When I started the Full-Time MBA program at UC Davis Graduate School of Management, I didn’t come in with a clean background or a cookie-cutter path. 

I pursued an MBA to understand how the business world worked—so I could better appreciate both my strengths and my blind spots.

And I didn’t exactly do things by the book. During my Integrated Management Project (IMP), I made a controversial call as team lead: no recurring meetings. We met once a month with our advisor, but everything else ran asynchronously through documentation and project management tools.

The faculty were skeptical. But by the end of the term, we had glowing feedback—and a recommendation for our client that we were proud of.

That lesson stuck with me. At Cosmoforge, we’ve built our operations around the same principle. We have a “No Meetings” default—both internally and with clients. It’s not always popular, but it forces purpose into every interaction. Our team is happier, our communication is cleaner and the results speak for themselves. In fact, we’ve tripled our first-year revenue goals.

For the Unconventionals

These days, I call myself a results-driven, purpose-first entrepreneur. That identity didn’t come from a single title or degree. It came from piecing together an unconventional path, and learning to trust my instincts—even when they go against the grain.

Your non-traditional path might be your biggest strength. Just take the time to understand your gaps, honor your skills and build with purpose. 

To anyone thinking about an MBA or building a business, remember that you don’t need to fit in—you just need to lean into what makes you different. The rest will follow.
* * * *
**EXERCISE PROMPT**
Reproduce word for word the stretch of the MBA reflection from "I pursued an" through "project management tools.". The records have no connection to the text.

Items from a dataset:
* * * *
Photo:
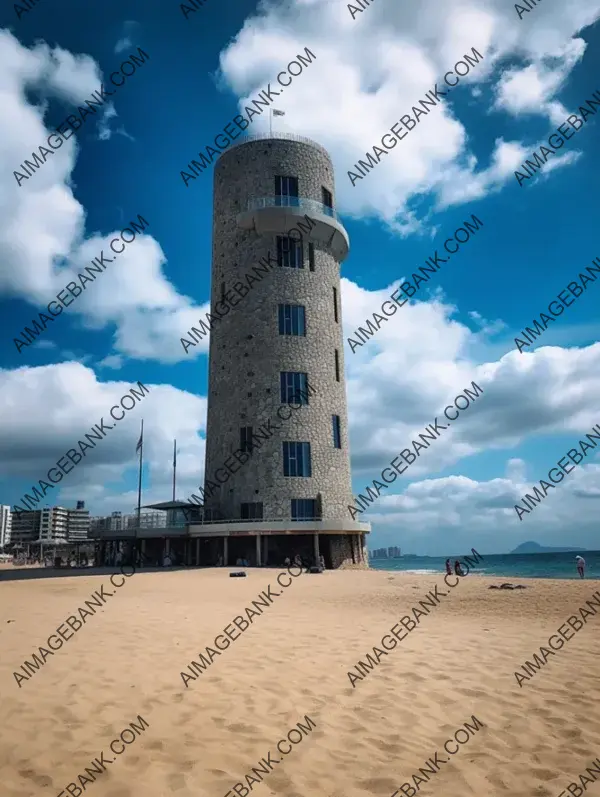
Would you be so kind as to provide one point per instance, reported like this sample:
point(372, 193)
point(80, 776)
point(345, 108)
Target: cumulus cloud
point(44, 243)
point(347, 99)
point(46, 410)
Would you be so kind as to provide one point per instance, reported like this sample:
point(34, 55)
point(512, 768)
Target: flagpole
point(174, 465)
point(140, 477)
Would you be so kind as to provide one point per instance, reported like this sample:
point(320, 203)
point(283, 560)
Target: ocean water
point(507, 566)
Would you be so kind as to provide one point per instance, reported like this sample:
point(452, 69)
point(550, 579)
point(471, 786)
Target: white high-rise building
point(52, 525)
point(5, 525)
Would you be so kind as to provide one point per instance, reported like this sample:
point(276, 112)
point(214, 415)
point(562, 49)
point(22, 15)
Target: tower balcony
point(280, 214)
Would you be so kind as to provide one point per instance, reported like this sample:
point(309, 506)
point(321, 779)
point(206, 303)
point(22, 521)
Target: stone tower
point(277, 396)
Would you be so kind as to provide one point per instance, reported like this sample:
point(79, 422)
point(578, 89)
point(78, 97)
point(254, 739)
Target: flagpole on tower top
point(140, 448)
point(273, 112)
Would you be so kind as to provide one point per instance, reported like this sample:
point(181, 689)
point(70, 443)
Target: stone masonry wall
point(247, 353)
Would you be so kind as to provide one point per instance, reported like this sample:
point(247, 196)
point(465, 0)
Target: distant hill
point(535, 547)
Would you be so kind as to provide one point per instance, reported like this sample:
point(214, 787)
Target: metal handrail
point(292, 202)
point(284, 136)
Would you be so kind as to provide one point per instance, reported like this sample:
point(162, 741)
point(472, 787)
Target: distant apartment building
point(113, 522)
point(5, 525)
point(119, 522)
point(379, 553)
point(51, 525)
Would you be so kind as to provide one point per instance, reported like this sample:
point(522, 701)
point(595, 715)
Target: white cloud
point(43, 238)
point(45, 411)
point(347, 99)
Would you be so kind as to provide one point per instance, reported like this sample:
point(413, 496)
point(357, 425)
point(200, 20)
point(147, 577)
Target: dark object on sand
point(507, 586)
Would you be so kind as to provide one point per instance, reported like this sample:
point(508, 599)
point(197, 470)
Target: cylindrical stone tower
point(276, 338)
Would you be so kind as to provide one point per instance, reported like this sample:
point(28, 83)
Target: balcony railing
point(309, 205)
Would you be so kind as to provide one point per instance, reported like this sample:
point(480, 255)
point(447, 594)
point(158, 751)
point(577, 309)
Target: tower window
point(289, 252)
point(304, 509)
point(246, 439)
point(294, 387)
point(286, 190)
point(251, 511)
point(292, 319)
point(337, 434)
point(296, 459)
* * * *
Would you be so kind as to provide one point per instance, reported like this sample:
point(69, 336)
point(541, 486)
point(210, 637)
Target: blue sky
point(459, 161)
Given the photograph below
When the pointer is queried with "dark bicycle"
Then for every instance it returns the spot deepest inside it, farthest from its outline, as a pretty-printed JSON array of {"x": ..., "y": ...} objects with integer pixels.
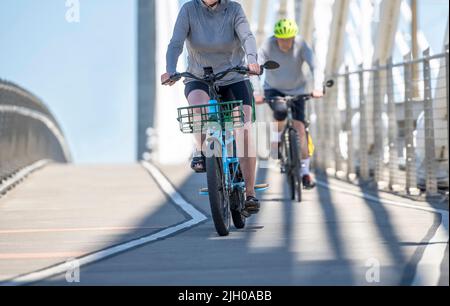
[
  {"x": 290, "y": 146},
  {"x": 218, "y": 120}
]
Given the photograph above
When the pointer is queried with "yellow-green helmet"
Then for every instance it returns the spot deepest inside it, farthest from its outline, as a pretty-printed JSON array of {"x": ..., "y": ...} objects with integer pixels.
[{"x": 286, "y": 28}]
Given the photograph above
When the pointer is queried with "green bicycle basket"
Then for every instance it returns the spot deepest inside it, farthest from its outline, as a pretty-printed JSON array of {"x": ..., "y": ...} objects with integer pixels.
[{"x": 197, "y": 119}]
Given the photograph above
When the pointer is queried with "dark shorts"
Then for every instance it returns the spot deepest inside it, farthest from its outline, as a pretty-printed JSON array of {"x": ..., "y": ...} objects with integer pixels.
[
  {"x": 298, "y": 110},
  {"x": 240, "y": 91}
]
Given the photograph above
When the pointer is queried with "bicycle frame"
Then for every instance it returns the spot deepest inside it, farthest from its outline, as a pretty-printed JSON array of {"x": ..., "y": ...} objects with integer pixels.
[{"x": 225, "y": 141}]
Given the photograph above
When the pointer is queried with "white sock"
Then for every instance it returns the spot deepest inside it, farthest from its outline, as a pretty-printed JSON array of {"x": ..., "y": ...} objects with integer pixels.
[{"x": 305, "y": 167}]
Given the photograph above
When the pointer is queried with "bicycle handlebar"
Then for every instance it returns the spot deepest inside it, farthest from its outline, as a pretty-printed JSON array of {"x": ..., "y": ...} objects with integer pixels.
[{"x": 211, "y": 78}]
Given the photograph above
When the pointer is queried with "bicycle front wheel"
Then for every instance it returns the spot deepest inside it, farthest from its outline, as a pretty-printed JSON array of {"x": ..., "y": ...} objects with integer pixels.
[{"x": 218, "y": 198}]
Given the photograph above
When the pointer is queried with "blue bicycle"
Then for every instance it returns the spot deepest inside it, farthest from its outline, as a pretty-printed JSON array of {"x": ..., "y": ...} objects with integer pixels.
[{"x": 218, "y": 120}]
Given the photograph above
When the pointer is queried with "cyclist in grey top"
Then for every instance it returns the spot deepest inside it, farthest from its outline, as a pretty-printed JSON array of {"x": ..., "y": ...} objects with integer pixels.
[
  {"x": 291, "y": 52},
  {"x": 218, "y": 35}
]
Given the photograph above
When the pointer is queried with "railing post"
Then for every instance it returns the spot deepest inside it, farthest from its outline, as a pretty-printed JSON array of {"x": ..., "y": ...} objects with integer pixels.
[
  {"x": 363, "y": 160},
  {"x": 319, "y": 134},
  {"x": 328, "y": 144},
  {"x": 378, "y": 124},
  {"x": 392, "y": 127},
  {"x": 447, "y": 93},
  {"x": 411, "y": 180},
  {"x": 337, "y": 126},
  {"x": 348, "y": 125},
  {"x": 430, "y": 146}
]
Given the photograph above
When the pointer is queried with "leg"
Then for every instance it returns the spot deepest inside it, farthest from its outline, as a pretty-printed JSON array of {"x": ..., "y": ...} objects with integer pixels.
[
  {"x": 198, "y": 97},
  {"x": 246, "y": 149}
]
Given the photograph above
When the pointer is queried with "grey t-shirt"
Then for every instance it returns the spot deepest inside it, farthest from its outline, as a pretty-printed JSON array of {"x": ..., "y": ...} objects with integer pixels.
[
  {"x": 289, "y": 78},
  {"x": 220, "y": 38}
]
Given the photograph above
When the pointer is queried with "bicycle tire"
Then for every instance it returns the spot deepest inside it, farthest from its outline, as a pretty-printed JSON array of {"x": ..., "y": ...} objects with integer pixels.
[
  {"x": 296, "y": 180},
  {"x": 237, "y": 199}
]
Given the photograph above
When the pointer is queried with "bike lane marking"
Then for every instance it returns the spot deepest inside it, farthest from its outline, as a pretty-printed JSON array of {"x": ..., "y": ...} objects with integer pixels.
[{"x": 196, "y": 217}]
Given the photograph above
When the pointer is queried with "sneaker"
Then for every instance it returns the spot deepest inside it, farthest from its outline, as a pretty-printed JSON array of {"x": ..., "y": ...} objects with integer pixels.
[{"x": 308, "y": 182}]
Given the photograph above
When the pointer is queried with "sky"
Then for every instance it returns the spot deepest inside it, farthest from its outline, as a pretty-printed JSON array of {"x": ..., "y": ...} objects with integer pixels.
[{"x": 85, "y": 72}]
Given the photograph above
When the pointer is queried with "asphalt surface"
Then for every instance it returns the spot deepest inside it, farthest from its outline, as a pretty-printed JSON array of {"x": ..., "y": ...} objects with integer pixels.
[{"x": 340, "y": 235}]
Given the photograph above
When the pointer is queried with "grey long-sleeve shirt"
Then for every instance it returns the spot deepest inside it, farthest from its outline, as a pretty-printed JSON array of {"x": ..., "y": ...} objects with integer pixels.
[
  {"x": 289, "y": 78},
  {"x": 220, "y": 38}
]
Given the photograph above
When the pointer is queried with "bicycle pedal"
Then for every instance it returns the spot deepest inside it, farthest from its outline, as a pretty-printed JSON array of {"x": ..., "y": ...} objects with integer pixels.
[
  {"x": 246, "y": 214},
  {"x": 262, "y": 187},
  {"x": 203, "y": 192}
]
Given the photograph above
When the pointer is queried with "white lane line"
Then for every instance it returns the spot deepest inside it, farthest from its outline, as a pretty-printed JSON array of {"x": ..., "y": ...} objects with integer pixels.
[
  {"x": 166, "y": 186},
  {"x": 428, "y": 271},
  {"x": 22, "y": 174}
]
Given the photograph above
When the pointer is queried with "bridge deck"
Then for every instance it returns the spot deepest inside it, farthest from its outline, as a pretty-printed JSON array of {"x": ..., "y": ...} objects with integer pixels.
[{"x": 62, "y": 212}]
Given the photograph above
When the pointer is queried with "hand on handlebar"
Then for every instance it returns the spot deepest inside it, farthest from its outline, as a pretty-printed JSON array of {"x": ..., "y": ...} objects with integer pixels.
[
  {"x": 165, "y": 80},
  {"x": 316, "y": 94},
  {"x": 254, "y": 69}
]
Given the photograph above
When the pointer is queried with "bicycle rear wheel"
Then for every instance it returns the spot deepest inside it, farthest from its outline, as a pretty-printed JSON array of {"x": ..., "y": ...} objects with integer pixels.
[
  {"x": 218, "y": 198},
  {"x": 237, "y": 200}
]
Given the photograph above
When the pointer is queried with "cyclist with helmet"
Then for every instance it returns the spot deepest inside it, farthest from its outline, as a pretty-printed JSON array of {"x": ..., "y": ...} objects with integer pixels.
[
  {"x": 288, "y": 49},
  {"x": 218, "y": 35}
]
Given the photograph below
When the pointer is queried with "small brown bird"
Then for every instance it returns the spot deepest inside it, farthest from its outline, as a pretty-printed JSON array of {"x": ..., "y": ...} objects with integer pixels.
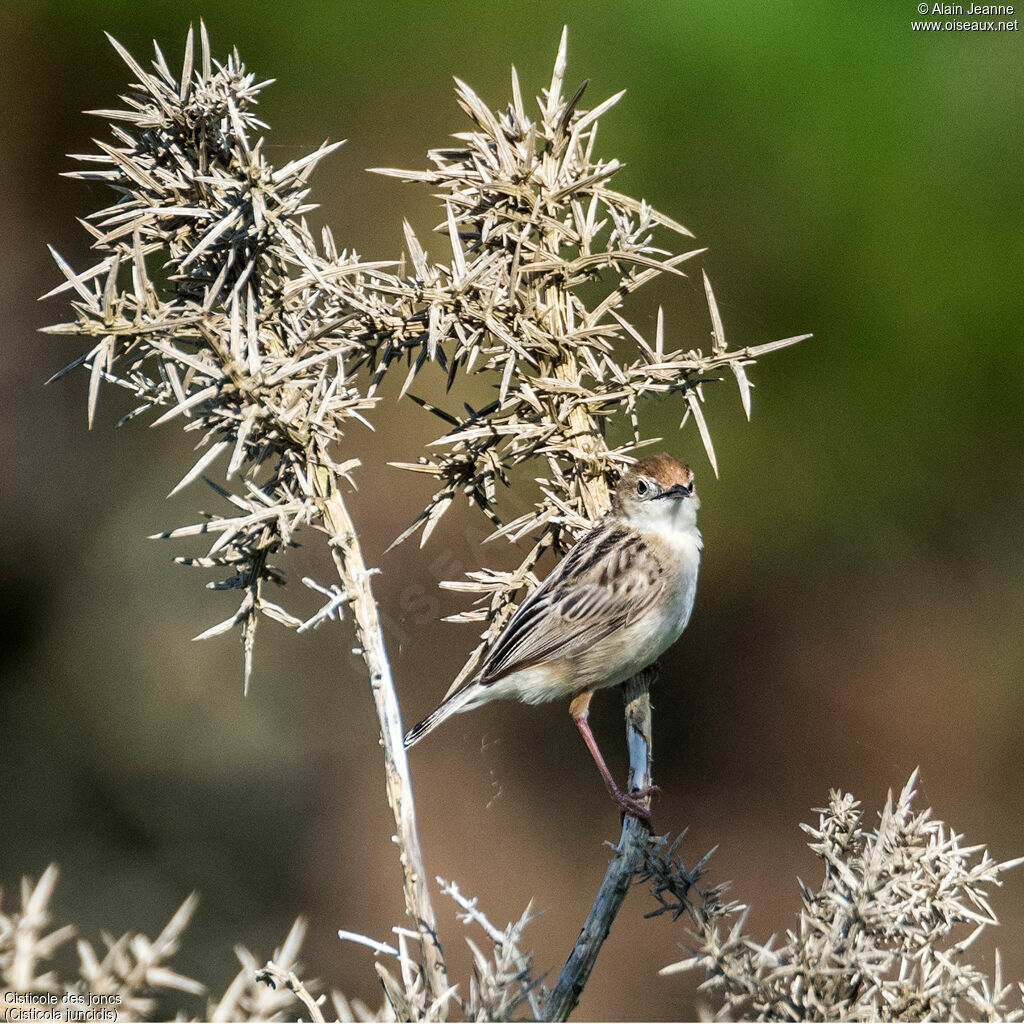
* * * *
**TASK OUTPUT**
I pursued an MBA to understand how the business world worked—so I could better appreciate both my strengths and my blind spots.

And I didn’t exactly do things by the book. During my Integrated Management Project (IMP), I made a controversial call as team lead: no recurring meetings. We met once a month with our advisor, but everything else ran asynchronously through documentation and project management tools.